BEGIN DATASET ENTRIES
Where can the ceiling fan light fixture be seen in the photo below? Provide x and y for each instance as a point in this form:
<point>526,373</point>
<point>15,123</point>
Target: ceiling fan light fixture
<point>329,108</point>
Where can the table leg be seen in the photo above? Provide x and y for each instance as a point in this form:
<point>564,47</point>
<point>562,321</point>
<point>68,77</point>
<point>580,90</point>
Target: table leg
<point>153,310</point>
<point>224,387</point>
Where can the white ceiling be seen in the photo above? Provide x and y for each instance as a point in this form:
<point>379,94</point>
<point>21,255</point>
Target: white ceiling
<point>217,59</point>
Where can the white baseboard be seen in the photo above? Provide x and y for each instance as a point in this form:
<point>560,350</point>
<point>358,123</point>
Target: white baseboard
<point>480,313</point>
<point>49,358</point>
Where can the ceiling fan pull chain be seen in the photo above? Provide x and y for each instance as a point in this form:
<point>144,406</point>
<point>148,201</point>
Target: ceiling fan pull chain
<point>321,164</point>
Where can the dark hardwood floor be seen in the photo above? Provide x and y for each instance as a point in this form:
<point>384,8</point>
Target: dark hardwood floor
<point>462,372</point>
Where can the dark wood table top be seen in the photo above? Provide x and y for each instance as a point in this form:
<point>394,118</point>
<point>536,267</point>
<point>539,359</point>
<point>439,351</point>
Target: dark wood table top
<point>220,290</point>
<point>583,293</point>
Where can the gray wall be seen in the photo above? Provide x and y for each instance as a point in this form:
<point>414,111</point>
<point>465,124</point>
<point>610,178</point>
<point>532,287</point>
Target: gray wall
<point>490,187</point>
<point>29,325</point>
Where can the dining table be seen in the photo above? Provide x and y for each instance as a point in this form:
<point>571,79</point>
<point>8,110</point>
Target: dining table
END DATASET ENTRIES
*STATED EXERCISE*. Reproduce every one of the entries above word for word, keeping each line as it appears.

*SOLVED EXERCISE*.
Where can the ceiling fan light fixture be seen in the photo below? Provide x and y for each instance as a point in this form:
<point>526,373</point>
<point>15,123</point>
Target: ceiling fan light fixture
<point>329,108</point>
Where can the table leg be seen in the photo above? Provide x and y for each instance as a point in this form:
<point>564,47</point>
<point>562,321</point>
<point>68,77</point>
<point>580,90</point>
Target: table leg
<point>153,310</point>
<point>224,387</point>
Where can the white ceiling be seen in the photo above? Provide x and y for each instance as a point in this form:
<point>379,94</point>
<point>21,255</point>
Target: white ceiling
<point>217,59</point>
Where can the white baseboard be seen in the photo above? Provide x and y for each instance as a point in this form:
<point>560,350</point>
<point>358,123</point>
Target: white baseboard
<point>480,313</point>
<point>49,358</point>
Where can the ceiling fan pull chain be seen in the photo above? Provide x and y for each instance as a point in this form:
<point>144,406</point>
<point>148,201</point>
Target: ceiling fan pull chain
<point>321,164</point>
Where can the dark hardwood floor be seen in the photo above? Provide x and y for each instance as a point in this form:
<point>384,8</point>
Target: dark hardwood floor
<point>462,372</point>
Where can the dark wood table top be seen in the photo above? Provide x and y for each instance as a point in this form:
<point>394,118</point>
<point>536,267</point>
<point>539,359</point>
<point>439,351</point>
Target: dark wood table top
<point>220,290</point>
<point>583,293</point>
Where can the gray wall be seen in the photo above? Provide x and y for each instance as a point in this form:
<point>414,111</point>
<point>465,124</point>
<point>610,178</point>
<point>532,287</point>
Target: gray wall
<point>490,187</point>
<point>29,325</point>
Where can the dining table be seen in the photo above? Provide x and y for each instance as a point in this form:
<point>571,79</point>
<point>8,110</point>
Target: dining table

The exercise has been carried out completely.